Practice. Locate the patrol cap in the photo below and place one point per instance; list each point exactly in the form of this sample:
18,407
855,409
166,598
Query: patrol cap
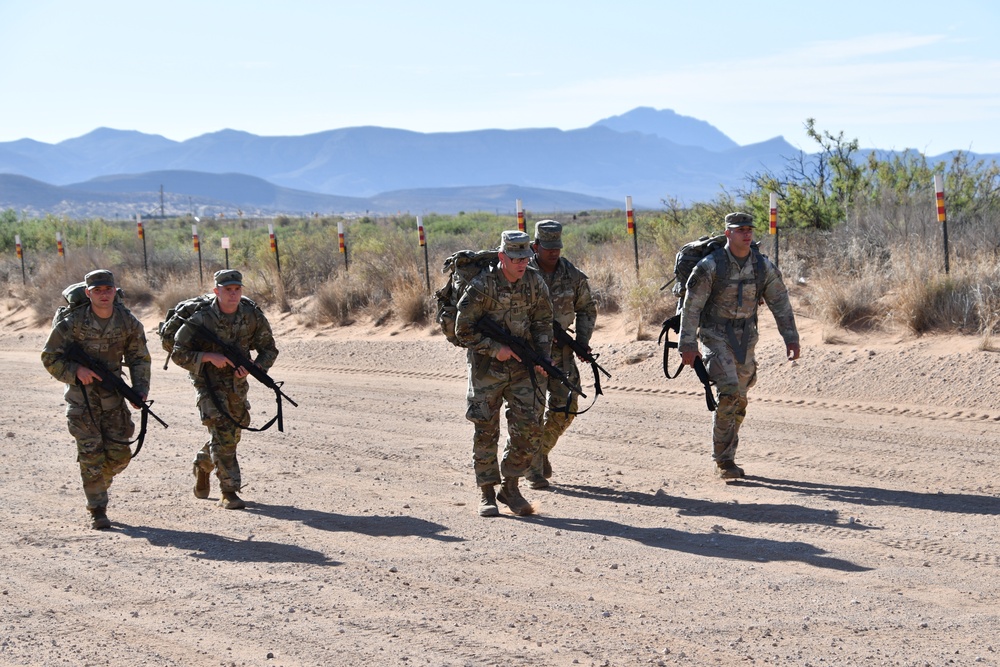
99,278
738,219
548,234
228,277
515,244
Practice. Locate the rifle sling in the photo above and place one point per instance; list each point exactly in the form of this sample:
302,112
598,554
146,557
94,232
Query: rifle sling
210,387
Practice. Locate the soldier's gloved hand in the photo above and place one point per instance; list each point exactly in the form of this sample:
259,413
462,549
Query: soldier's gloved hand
689,356
86,376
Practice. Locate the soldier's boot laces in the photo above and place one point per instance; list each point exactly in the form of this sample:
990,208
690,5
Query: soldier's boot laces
729,470
511,496
99,518
231,501
202,483
488,501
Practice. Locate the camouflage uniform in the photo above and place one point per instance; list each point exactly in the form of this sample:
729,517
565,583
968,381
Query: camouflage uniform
249,330
121,337
523,308
706,315
574,309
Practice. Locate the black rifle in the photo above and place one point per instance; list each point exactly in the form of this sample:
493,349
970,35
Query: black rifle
527,354
240,360
562,339
674,324
113,382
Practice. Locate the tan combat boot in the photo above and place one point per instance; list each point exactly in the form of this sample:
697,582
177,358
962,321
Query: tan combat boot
202,483
488,501
511,496
99,518
231,501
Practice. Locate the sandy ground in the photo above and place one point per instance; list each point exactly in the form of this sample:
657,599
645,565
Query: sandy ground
864,534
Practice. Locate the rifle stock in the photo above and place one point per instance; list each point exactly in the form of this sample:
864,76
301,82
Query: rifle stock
529,357
562,338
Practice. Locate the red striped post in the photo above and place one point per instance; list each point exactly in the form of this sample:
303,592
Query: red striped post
142,237
773,222
343,245
942,216
423,244
20,256
630,222
197,249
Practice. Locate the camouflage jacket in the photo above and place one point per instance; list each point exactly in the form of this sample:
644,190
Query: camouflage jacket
706,302
572,305
247,328
120,338
523,308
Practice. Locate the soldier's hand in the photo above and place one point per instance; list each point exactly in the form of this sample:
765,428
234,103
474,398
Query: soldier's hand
217,359
86,376
689,357
506,353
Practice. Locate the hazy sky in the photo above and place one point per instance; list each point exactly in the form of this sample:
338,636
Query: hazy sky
896,75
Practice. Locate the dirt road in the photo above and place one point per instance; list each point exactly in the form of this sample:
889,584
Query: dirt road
865,533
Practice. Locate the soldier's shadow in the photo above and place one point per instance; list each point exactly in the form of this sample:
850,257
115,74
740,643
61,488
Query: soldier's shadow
206,546
374,525
749,512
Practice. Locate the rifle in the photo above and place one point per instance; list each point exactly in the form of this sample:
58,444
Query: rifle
674,323
113,382
240,360
527,354
562,339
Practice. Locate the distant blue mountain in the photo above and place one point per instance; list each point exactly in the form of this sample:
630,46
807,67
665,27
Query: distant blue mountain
649,154
666,124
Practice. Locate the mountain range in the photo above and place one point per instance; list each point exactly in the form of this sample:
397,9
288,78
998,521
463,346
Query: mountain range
646,153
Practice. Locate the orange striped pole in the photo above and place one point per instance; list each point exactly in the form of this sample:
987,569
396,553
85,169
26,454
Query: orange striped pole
630,222
274,247
142,237
423,244
343,245
942,216
773,222
197,249
20,256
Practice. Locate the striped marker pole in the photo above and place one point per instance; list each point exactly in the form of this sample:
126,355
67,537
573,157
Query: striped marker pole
942,216
423,244
773,223
142,237
20,256
274,247
197,249
343,245
630,221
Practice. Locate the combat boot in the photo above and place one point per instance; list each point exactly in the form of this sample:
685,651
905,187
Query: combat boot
231,501
99,518
511,496
729,470
202,483
488,501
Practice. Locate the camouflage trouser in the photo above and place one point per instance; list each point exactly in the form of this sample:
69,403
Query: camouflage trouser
556,419
100,459
498,383
733,380
219,453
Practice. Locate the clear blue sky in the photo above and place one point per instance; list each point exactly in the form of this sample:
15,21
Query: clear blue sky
914,74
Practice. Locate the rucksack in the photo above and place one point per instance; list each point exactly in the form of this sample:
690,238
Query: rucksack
461,268
76,297
694,251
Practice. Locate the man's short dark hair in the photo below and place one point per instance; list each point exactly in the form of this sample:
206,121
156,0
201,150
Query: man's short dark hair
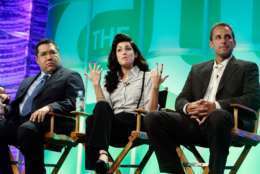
44,41
222,24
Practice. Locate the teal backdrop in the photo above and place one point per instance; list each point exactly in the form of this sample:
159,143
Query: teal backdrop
172,32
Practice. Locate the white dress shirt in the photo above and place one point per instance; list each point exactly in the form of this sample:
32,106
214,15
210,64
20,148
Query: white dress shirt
125,97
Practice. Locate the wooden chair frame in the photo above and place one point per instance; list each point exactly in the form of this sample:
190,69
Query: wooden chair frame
65,141
243,138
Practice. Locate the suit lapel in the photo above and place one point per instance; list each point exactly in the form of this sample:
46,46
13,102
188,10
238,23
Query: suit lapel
51,79
26,86
228,72
206,74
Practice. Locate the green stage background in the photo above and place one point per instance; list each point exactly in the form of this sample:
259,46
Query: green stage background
172,32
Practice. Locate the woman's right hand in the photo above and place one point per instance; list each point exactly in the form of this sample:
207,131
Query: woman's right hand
94,74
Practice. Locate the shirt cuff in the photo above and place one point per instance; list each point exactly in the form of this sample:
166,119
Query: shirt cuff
184,108
217,105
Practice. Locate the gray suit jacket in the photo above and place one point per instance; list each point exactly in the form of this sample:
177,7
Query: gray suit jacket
239,84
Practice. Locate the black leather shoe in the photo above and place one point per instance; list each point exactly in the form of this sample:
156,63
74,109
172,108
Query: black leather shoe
101,167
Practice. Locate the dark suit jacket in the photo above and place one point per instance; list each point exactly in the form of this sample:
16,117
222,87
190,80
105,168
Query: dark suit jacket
59,92
239,84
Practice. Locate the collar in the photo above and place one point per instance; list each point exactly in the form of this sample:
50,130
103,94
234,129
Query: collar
222,64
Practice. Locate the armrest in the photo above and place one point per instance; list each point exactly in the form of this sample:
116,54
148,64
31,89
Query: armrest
246,110
74,134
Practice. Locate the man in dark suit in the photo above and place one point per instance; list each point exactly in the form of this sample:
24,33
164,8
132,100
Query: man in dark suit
53,89
203,114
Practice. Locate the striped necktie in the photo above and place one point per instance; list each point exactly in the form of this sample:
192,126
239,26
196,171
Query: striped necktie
27,107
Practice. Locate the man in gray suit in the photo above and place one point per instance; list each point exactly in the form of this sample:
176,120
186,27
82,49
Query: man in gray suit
53,89
203,114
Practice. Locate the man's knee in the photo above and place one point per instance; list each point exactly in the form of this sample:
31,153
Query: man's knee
27,135
152,119
220,117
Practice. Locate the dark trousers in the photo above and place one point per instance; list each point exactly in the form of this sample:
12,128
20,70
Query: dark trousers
167,130
104,128
28,137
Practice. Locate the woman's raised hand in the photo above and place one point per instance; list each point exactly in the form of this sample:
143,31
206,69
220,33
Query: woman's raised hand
94,74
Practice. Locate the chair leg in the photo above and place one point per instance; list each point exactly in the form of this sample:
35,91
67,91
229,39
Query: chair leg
61,160
120,157
144,160
199,158
240,159
14,167
183,159
112,161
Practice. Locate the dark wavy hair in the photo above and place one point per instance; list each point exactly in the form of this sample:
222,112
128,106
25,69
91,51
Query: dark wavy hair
112,76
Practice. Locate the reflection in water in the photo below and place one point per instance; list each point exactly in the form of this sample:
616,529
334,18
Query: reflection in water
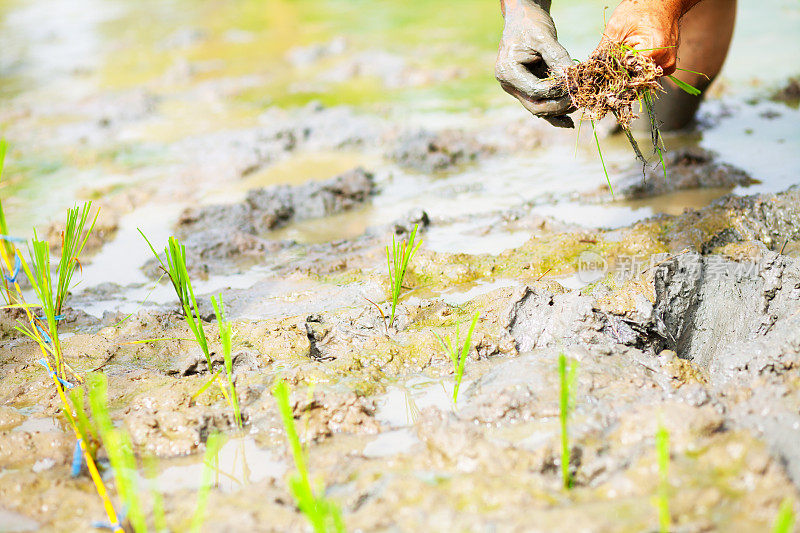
239,462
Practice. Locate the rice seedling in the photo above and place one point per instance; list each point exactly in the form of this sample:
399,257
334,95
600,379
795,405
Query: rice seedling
323,514
612,80
43,328
73,240
51,301
86,444
662,500
175,268
159,518
566,377
397,258
5,237
784,522
458,352
119,448
210,465
225,339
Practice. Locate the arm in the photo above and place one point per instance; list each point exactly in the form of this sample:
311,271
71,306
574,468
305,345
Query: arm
529,54
652,26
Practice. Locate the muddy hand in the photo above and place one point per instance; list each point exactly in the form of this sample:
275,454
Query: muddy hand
530,60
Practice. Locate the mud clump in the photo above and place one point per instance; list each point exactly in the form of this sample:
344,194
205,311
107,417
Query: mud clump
221,232
612,80
426,151
270,208
687,168
790,92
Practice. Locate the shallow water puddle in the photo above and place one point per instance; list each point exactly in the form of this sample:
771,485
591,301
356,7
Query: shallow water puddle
391,443
463,238
240,462
401,404
461,294
41,425
13,522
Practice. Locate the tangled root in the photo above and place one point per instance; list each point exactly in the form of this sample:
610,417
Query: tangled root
613,79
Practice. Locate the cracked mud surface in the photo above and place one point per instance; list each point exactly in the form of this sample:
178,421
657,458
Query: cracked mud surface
286,168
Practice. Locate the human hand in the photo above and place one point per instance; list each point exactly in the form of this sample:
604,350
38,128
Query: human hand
530,61
651,27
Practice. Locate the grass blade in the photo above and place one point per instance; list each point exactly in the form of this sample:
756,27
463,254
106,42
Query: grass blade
694,91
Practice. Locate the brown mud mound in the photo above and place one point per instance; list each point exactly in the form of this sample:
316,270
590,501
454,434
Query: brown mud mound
426,151
790,92
215,235
612,80
687,168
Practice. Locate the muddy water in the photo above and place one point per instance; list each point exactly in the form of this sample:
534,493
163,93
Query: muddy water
182,117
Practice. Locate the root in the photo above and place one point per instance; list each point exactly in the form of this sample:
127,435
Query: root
613,79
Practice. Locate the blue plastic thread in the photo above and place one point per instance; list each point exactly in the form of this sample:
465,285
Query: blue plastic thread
77,459
47,338
64,383
17,266
111,527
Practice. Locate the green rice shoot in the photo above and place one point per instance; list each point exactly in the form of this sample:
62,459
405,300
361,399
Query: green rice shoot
566,378
398,257
662,500
73,240
458,352
210,465
323,514
175,267
784,522
225,334
118,446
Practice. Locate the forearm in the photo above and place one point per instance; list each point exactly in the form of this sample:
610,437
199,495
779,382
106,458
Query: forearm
671,8
511,4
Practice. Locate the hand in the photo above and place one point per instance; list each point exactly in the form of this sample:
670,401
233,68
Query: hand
530,61
650,26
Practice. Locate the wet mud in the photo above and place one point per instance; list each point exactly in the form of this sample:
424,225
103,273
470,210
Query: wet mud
685,318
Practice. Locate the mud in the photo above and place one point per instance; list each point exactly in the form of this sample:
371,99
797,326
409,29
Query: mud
426,151
686,168
790,92
286,204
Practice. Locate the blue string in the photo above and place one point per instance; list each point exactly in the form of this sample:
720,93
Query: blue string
77,459
17,266
56,318
47,338
111,527
64,383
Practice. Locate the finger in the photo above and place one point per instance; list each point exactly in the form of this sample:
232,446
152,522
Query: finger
514,75
546,107
560,121
555,56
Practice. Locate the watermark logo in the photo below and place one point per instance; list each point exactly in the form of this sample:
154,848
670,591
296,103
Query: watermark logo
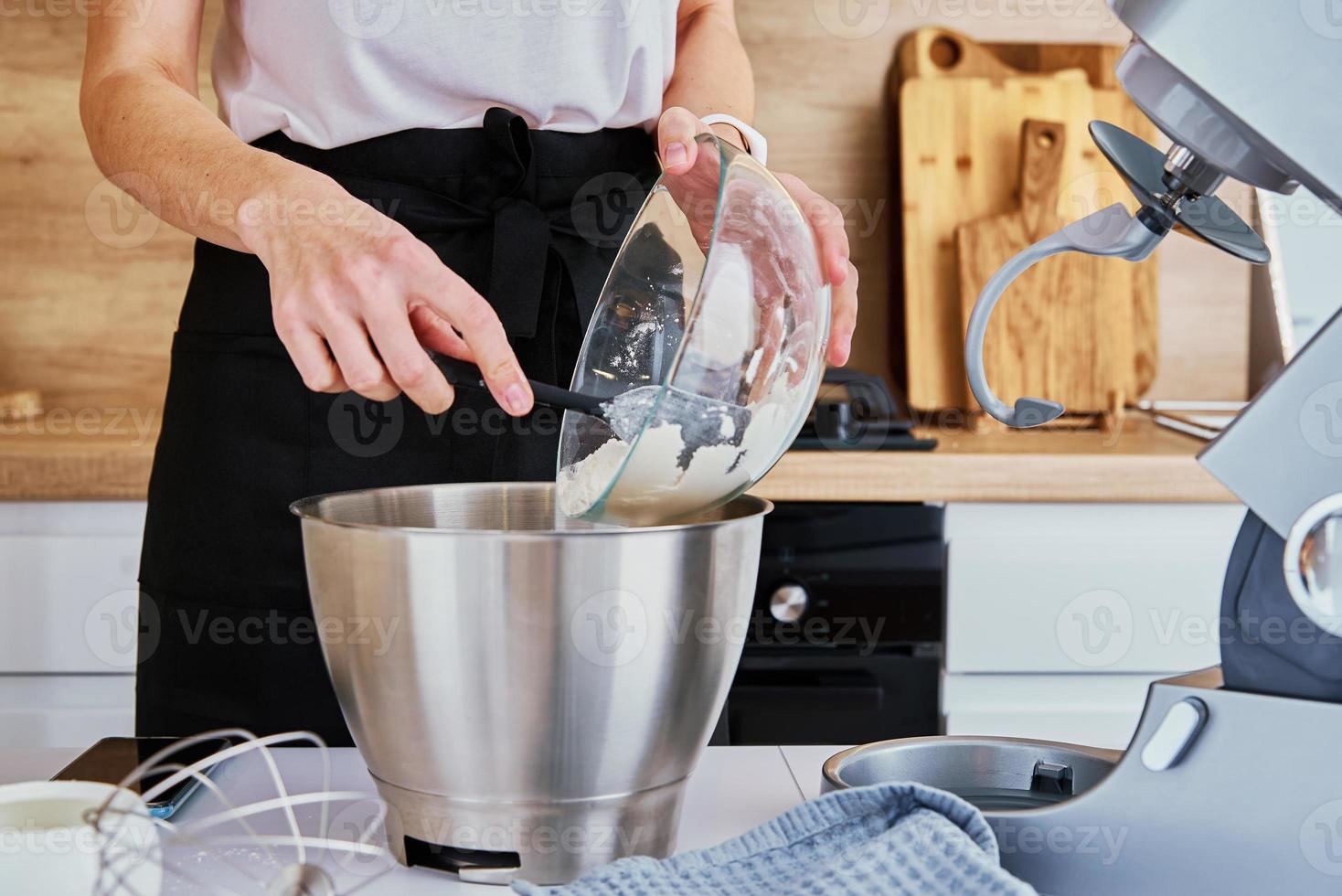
610,628
364,825
852,19
121,628
1095,628
1321,838
1324,17
364,427
1100,843
604,207
115,219
1321,419
367,19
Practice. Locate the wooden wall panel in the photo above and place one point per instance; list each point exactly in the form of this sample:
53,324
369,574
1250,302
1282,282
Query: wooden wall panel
91,283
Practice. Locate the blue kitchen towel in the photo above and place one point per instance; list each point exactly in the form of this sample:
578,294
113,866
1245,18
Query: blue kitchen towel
882,840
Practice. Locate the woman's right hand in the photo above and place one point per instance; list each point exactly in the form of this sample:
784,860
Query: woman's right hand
357,299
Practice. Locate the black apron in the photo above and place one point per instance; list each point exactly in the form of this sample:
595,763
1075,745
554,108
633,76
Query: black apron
532,220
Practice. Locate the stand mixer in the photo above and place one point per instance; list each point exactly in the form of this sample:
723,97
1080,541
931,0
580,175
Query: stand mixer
1226,784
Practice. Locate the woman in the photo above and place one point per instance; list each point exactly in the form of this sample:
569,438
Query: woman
388,178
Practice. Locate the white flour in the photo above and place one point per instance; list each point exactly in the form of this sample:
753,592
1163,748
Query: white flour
655,488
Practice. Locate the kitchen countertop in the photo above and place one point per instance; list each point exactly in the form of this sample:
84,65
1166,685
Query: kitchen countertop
733,789
102,450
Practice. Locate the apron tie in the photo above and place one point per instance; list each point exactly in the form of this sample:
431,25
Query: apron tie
522,235
521,229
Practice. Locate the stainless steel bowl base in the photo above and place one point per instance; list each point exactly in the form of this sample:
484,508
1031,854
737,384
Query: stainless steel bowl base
513,677
542,843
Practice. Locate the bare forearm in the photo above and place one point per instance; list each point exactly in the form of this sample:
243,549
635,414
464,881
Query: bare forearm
711,69
160,144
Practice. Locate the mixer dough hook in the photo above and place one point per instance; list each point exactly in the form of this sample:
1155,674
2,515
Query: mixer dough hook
1172,188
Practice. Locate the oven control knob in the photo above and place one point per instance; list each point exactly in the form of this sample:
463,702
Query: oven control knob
788,603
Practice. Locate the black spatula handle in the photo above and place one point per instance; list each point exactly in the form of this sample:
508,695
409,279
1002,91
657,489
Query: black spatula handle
466,375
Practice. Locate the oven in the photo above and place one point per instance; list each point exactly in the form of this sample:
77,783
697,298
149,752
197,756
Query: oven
846,635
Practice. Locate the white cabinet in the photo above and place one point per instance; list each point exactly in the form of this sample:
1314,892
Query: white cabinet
68,594
1059,614
1094,709
65,709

-------------------------

**REQUIREMENT**
Through the last line of the entries above, beginning at the line containing "Practice. Locate the kitchen", transcribe each line exactly, both ends included and nothing more.

**RIGHT ANSWER**
Practice. Locate the kitchen countertop in the photo above and place one point per instance; list each point exactly in the form of this sample:
84,65
1166,685
Query: kitchen countertop
733,789
102,450
Practice. Locate the apron tie in the photo above and place one point per instance; list each point exactly in the form of this sample:
431,25
Query: apron tie
522,235
521,229
Practice. Locate the stainless steel bowl base in the photo above and place one point per instance; list each point exactly in the form of this sample:
484,508
1031,854
737,384
Query: stainless steel bowl base
513,677
542,843
Practice. Locate the bare forearm in the photo above and place one point per instance; list each point exactly in the form of this sample:
243,549
635,414
464,881
Query: bare forearm
711,69
160,144
Practice. Locate the mixer dough hook in the photo above and place one point per instance; list each point exactly in the form of this sample:
1155,674
2,515
Query: mixer dough hook
1172,188
Practice. Locate the oven control knob in the photo above and place one point per instance; list each point exactly in the form of this sample:
463,702
Query: oven control knob
788,603
Practice. Locate the black spatula handle in the photo above and place one point per instance; list each point exactly in the form of this sample:
508,695
409,279
1002,91
657,489
Query: black spatula handle
466,375
Practice. Locate the oven in the photo above and place one point per instance; list each point exactly in the form of this sample:
77,783
697,298
149,752
197,756
Query: oven
846,635
Practice. Locate the white cabinet in the photo above and place one point per instance; list each point exactly in the form of this sample:
1314,892
Query: white cabinet
68,594
1059,614
1094,709
65,709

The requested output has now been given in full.